[Task instructions] Without changing a word, repeat the data, and include no pictures.

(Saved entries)

---+---

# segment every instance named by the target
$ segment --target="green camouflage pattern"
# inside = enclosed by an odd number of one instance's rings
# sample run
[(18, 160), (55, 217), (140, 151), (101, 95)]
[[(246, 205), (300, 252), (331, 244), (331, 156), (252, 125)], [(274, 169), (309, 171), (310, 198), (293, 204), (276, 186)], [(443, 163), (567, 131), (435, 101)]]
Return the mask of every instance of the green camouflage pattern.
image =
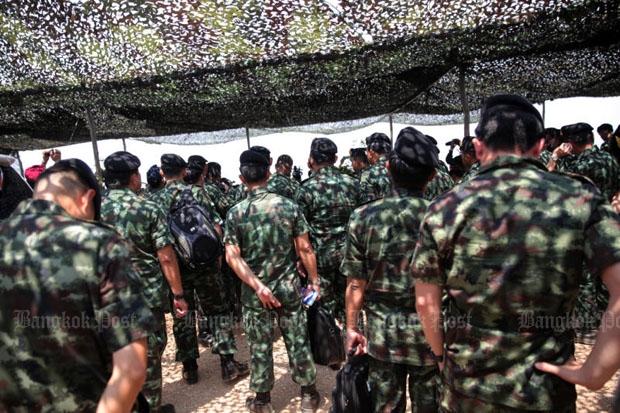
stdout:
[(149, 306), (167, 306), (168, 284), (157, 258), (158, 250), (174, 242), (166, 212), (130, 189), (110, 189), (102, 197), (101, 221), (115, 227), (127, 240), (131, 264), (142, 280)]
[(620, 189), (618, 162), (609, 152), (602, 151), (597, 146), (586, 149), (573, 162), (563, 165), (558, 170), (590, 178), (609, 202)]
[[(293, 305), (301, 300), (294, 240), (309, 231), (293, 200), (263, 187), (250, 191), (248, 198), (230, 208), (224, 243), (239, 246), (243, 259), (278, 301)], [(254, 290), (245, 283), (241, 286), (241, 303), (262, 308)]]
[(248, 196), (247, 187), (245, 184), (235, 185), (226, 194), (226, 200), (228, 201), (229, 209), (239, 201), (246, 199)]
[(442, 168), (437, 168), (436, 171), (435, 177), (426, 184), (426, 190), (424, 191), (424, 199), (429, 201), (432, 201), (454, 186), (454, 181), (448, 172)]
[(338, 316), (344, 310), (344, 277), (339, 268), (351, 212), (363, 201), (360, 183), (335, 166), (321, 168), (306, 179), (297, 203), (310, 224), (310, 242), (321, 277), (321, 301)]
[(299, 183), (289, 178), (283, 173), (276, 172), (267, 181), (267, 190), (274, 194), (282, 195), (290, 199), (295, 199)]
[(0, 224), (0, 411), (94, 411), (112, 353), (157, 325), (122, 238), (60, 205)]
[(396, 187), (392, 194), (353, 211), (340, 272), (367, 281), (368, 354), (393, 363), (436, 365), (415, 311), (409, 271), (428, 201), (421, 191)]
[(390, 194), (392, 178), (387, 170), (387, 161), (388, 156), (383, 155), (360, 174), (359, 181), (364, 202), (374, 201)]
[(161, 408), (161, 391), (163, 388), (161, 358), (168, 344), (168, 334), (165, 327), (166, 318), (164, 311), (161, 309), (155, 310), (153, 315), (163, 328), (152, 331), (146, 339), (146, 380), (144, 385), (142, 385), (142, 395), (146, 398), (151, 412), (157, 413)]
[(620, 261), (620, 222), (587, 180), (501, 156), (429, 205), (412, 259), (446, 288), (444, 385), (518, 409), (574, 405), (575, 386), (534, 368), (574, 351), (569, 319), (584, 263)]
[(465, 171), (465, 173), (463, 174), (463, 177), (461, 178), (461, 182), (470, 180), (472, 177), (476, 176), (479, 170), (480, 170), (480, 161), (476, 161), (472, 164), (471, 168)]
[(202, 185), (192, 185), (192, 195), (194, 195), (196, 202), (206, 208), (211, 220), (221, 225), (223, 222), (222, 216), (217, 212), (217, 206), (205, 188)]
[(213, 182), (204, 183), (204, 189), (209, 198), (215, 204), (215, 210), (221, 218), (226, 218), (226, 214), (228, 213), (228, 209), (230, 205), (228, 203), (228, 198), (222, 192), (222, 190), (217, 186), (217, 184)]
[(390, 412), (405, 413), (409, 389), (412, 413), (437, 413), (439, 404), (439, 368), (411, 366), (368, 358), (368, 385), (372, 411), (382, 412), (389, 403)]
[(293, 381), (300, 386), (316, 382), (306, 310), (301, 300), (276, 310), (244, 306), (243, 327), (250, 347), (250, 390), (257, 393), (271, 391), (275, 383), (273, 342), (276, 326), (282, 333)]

---+---

[Answer for the task]
# segment every instance named by the target
$ segment --target="green camouflage pattern"
# inside = enclosed by an odd number of one instance's rings
# sample run
[(18, 160), (55, 217), (140, 151), (101, 95)]
[[(246, 205), (300, 252), (331, 244), (331, 156), (252, 125)], [(274, 169), (309, 171), (310, 198), (293, 204), (276, 186)], [(443, 163), (567, 131), (435, 101)]]
Return the mask of every instance of the green camouflage pattern.
image =
stdout:
[(149, 306), (167, 306), (168, 284), (157, 258), (158, 250), (174, 242), (166, 212), (130, 189), (110, 189), (102, 197), (101, 221), (115, 227), (127, 240), (131, 264), (142, 280)]
[(620, 189), (618, 162), (609, 152), (602, 151), (597, 146), (586, 149), (573, 162), (563, 165), (558, 170), (590, 178), (609, 202)]
[[(293, 305), (301, 300), (294, 240), (309, 231), (293, 200), (263, 187), (250, 191), (248, 198), (230, 208), (224, 243), (239, 246), (243, 259), (278, 301)], [(254, 290), (245, 283), (241, 286), (241, 303), (262, 308)]]
[(248, 196), (247, 187), (245, 184), (235, 185), (226, 194), (226, 200), (228, 201), (229, 209), (239, 201), (246, 199)]
[(442, 168), (437, 168), (436, 171), (435, 177), (426, 184), (426, 190), (424, 191), (424, 199), (429, 201), (432, 201), (454, 186), (454, 181), (448, 172)]
[(338, 316), (344, 310), (344, 277), (339, 268), (351, 212), (363, 201), (360, 183), (335, 166), (321, 168), (306, 179), (297, 203), (310, 224), (310, 242), (321, 277), (321, 301)]
[(299, 183), (289, 178), (283, 173), (276, 172), (267, 181), (267, 190), (274, 194), (282, 195), (290, 199), (295, 199)]
[(0, 224), (0, 411), (94, 411), (112, 353), (157, 325), (122, 238), (60, 205)]
[(396, 187), (392, 194), (353, 211), (340, 272), (367, 281), (368, 354), (393, 363), (436, 365), (415, 311), (409, 271), (428, 201), (421, 191)]
[(390, 194), (392, 178), (387, 170), (387, 161), (388, 156), (383, 155), (360, 174), (359, 181), (364, 202), (374, 201)]
[(161, 408), (161, 391), (163, 388), (161, 358), (168, 344), (168, 334), (165, 327), (166, 318), (164, 311), (161, 309), (155, 310), (153, 315), (163, 328), (152, 331), (146, 339), (146, 380), (144, 385), (142, 385), (142, 395), (146, 398), (151, 412), (157, 413)]
[(620, 261), (620, 222), (587, 180), (501, 156), (429, 205), (412, 259), (446, 288), (444, 385), (518, 409), (574, 405), (575, 386), (534, 368), (574, 351), (569, 319), (584, 263)]
[(465, 171), (465, 173), (463, 174), (463, 177), (461, 178), (461, 182), (470, 180), (472, 177), (476, 176), (479, 170), (480, 170), (480, 161), (476, 161), (472, 164), (471, 168)]
[(202, 185), (192, 185), (192, 195), (194, 195), (196, 202), (206, 208), (211, 220), (221, 225), (223, 222), (222, 216), (217, 212), (217, 206), (205, 188)]
[(213, 182), (204, 183), (204, 189), (209, 198), (215, 204), (215, 210), (221, 218), (226, 218), (226, 214), (228, 213), (228, 209), (230, 205), (228, 203), (228, 198), (222, 192), (222, 190), (217, 186), (217, 184)]
[(390, 412), (405, 413), (409, 389), (412, 413), (437, 413), (439, 404), (439, 368), (411, 366), (368, 358), (368, 385), (372, 411), (382, 412), (389, 403)]
[(293, 381), (300, 386), (316, 382), (306, 310), (301, 300), (276, 310), (244, 306), (243, 327), (250, 347), (250, 390), (257, 393), (271, 391), (275, 383), (273, 342), (276, 326), (282, 333)]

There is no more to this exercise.